*OPDRACHTEN*
A: Aan welke universiteit was Aki Murata associate professor Education toen ze in 2018 naar Nederland werd uitgenodigd, volgens het artikel over het stopgezette Erasmus+-project?
B: Zet het artikel over het stopgezette Erasmus+-project voort na de laatste zin.

*DOCUMENTTEKST*
=======
Na conflict met internationale wetenschapper

Waarom de UU de stekker trok uit een Europees project

elev8 lesson study
Foto: Shutterstock

Het komt niet vaak voor dat een inhoudelijk interessant  door de Europese Unie gesubsidieerd project wordt stopgezet. Dat is wel gebeurd met het Erasmus+ project over Lesson Study waar het Freudenthal Instituut van de Universiteit Utrecht de hoofdaanvrager was. Directeur Toine Pieters meldde de deelnemers eind mei dat het Freudenthal Instituut zich volledig terugtrekt uit het project vanwege mogelijke juridische en publieke acties tegen het instituut en een aantal van zijn medewerkers. Hij neemt de dreiging serieus en ziet zich daarom genoodzaakt het project te stoppen.

De juridische dreiging waar Pieters aan refereert is afkomstig van de Japans-Amerikaanse onderzoeker Aki Murata. Zij was vanaf het begin in oktober 2021 betrokken bij het Erasmus+ project en werkte mee aan de aanvraag. In januari 2022 stopte ze gedesillusioneerd de samenwerking met de UU. Ze vond dat ze onvoldoende waardering kreeg voor haar werk en ze vond het aanbod van de UU om haar te betalen onredelijk.

Hoe kon dit gebeuren? Waar ging het mis bij de aanvraag en hoe kan je zoiets in de toekomst voorkomen? Met die vragen ging DUB op onderzoek uit.

Docentprofessionalisering
De samenwerking van het Utrechtse Freudenthal Instituut met Aki Murata begint in 2018. Zij is  internationaal een erkend specialist op het gebied van Lesson Study. Ze is verbonden geweest aan Stanford en is op dat moment associate professor Education aan de University of Florida. In 2018 wordt ze uitgenodigd om naar Nederland te komen om een lezing te geven bij een conferentie het Lesson Study NL Consortium. Dit bestaat uit de Universiteit Utrecht, Vrije Universiteit, Rijksuniversiteit Groningen, Universiteit Twente, Hogeschool Windesheim, Hogeschool Stenden en de Hogeschool Utrecht en richt zich op de invoering van Lesson Study het onderwijs in de Nederlandse onderwijspraktijk.
=======
*GEGEVENSDEEL*
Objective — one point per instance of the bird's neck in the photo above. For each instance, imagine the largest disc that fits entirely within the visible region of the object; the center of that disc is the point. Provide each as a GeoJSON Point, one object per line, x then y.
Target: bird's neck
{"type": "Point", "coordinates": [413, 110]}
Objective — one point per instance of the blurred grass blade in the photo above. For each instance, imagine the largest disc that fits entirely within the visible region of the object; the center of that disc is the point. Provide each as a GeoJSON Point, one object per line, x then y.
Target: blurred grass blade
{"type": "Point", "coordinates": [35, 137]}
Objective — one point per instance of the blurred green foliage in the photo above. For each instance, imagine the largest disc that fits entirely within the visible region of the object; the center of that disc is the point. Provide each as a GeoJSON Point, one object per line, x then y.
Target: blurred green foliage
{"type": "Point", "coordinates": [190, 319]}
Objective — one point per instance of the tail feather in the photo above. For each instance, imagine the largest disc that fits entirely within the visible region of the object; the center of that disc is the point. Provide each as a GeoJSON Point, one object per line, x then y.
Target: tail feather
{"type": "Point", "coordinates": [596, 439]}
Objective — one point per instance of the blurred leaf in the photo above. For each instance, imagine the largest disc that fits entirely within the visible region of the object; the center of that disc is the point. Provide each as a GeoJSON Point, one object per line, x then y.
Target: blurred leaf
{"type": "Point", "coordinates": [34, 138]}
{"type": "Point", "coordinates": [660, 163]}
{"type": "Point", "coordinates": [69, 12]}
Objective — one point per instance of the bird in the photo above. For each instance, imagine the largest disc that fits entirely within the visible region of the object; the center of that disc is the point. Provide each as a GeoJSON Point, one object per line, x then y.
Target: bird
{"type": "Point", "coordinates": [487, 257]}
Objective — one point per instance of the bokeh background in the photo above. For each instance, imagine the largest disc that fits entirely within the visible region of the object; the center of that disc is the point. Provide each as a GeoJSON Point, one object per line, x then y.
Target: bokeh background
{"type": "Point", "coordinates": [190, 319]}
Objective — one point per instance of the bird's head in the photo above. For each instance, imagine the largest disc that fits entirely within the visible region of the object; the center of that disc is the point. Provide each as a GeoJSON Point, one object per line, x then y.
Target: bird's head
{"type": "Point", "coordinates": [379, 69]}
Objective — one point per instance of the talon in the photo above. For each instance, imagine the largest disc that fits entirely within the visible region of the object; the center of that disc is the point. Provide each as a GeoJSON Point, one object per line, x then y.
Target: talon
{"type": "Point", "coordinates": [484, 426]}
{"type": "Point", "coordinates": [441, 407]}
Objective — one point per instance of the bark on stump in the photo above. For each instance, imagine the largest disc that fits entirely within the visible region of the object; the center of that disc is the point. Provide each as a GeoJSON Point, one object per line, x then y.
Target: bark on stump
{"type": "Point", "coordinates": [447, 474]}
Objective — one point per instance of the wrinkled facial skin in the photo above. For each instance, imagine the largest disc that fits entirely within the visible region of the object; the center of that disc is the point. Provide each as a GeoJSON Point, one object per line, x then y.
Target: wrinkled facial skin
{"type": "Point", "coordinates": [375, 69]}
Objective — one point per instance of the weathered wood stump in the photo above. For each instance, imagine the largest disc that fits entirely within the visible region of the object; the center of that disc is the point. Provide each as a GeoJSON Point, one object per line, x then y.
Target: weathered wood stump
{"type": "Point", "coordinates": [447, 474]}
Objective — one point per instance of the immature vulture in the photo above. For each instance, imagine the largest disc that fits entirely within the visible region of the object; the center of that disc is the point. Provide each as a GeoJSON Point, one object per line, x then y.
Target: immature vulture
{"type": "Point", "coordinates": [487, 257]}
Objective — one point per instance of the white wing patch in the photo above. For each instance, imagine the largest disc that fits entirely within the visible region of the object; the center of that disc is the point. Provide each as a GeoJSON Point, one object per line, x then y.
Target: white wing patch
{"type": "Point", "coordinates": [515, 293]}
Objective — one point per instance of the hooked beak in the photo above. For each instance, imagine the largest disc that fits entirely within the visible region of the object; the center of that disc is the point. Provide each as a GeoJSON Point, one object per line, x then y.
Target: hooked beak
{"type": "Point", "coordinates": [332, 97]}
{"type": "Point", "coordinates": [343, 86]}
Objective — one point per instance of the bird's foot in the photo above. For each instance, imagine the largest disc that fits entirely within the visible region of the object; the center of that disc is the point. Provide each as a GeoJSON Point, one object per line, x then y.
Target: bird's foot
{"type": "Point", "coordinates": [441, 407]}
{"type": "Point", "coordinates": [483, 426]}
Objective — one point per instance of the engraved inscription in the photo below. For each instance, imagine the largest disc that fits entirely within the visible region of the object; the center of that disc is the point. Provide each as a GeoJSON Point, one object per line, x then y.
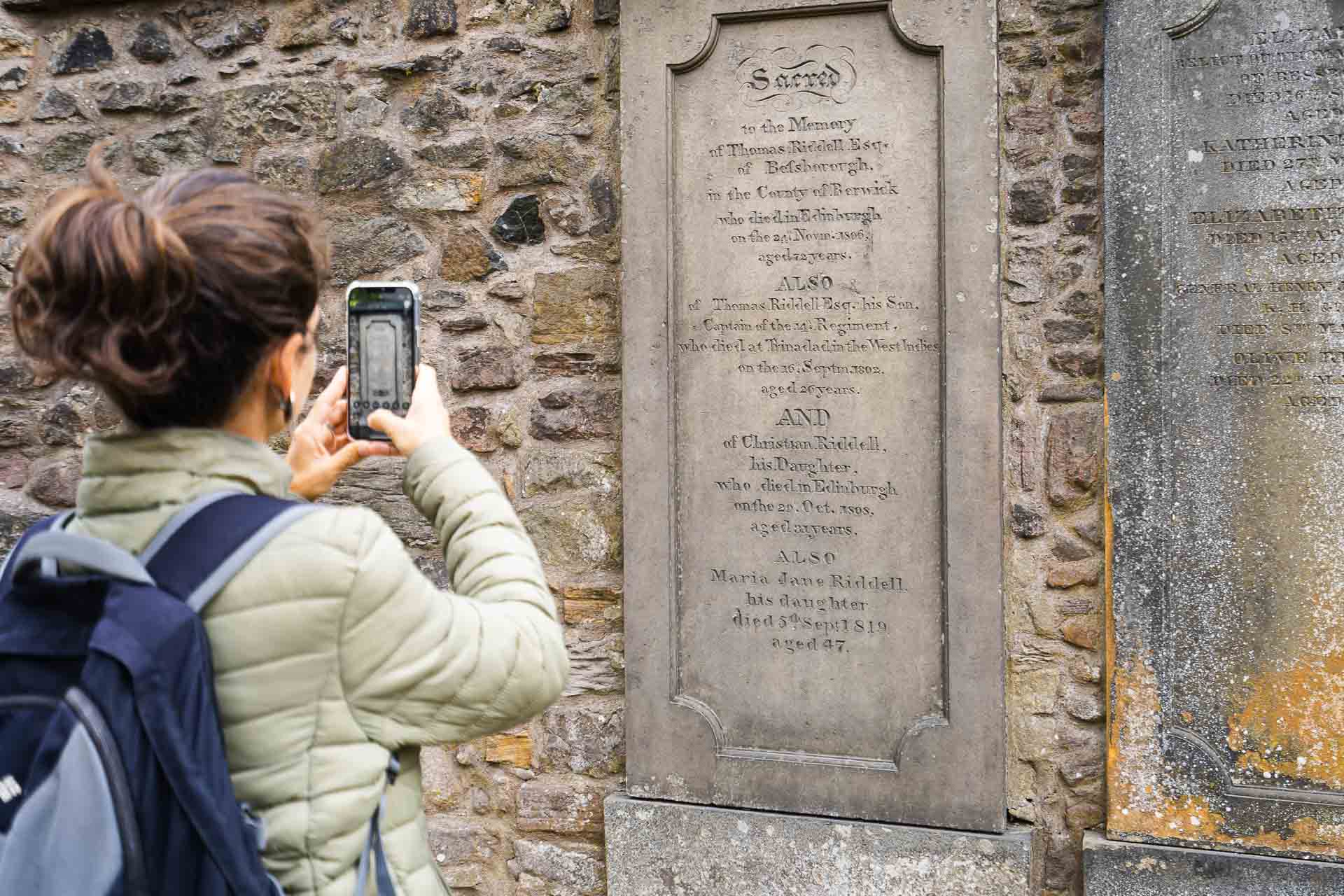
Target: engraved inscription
{"type": "Point", "coordinates": [808, 374]}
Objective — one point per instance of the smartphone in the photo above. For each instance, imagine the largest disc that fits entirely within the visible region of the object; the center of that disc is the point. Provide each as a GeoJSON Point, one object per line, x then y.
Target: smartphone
{"type": "Point", "coordinates": [382, 349]}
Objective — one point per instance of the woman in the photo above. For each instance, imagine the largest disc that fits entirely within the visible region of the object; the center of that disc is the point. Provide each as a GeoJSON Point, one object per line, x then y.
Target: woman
{"type": "Point", "coordinates": [195, 308]}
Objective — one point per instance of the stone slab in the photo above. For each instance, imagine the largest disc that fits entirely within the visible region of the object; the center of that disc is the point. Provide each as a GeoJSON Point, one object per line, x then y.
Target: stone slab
{"type": "Point", "coordinates": [656, 848]}
{"type": "Point", "coordinates": [812, 390]}
{"type": "Point", "coordinates": [1225, 372]}
{"type": "Point", "coordinates": [1113, 868]}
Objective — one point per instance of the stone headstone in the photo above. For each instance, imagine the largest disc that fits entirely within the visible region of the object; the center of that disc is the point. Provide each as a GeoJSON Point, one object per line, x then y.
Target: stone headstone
{"type": "Point", "coordinates": [812, 387]}
{"type": "Point", "coordinates": [1225, 368]}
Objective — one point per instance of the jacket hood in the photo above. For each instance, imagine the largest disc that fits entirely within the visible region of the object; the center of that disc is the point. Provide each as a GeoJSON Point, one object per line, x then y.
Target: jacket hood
{"type": "Point", "coordinates": [141, 469]}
=======
*ANTWOORDEN PER OPDRACHT*
A: Aan de University of Florida.

B:
Lesson Study is een vorm van docentprofessionalisering die oorspronkelijk komt uit Japan en bezig met een wereldwijde opmars. Het idee is dat docenten samen hun onderwijs onderzoeken door een onderwijsprogramma te maken en bij de uitvoering daarvan het leren van de leerlingen te observeren. Dat helpt om het onderwijsprogramma te verbeteren.

Het Freudenthal Instituut houdt zich onder meer bezig met vakdidactisch onderwijs in de wis- en natuurwetenschappen en kijkt daarbij hoe Lesson Study ingezet kan worden in het voortgezet onderwijs. Hoe kan je leerlingen bijvoorbeeld het best duidelijk maken wat een zwart gat is?

Gastonderzoeker
“Er was direct een goede klik. Het is duidelijk dat Murata veel deskundigheid heeft op dit terrein en zij ging deel uitmaken van ons netwerk”, vertelt Freudenthalhoogleraar Wouter van Joolingen. Een paar jaar later ontmoeten ze elkaar weer bij een congres in Canada en zette hun dialoog voort. In 2020, tijdens de coronapandemie, vertelt Murata aan Joolingen dat haar zoon in Nederland studeerde en dat zij graag een tijdje in Nederland zou willen wonen. Het gaat haar niet om het geld, vertelt ze Van Joolingen. “Ik heb mijn eigen fondsen.” Het idee ontstaat om haar uit te nodigen als ‘gastonderzoeker’. Dat is een onbetaalde aanstelling voor een jaar. Vaak wordt dit gebruikt voor internationale onderzoekers die een sabbatical nemen en dan (met salaris van hun oude universiteit) in Nederland ervaring opdoen. 

Zo gezegd zo gedaan. Murata krijgt een (onbetaalde) gastaanstelling en zou in die tijd werk kunnen doen voor het Erasmus+ voorstel waar ze de maanden ervoor in de Verenigde Staten al aan heeft gewerkt, samen met de partners van het project. Er zijn geen andere afspraken over de invulling van tijd. Het voordeel voor haar zou zijn dat ze een verblijfsvergunning krijgt om lange tijd in Nederland te verblijven.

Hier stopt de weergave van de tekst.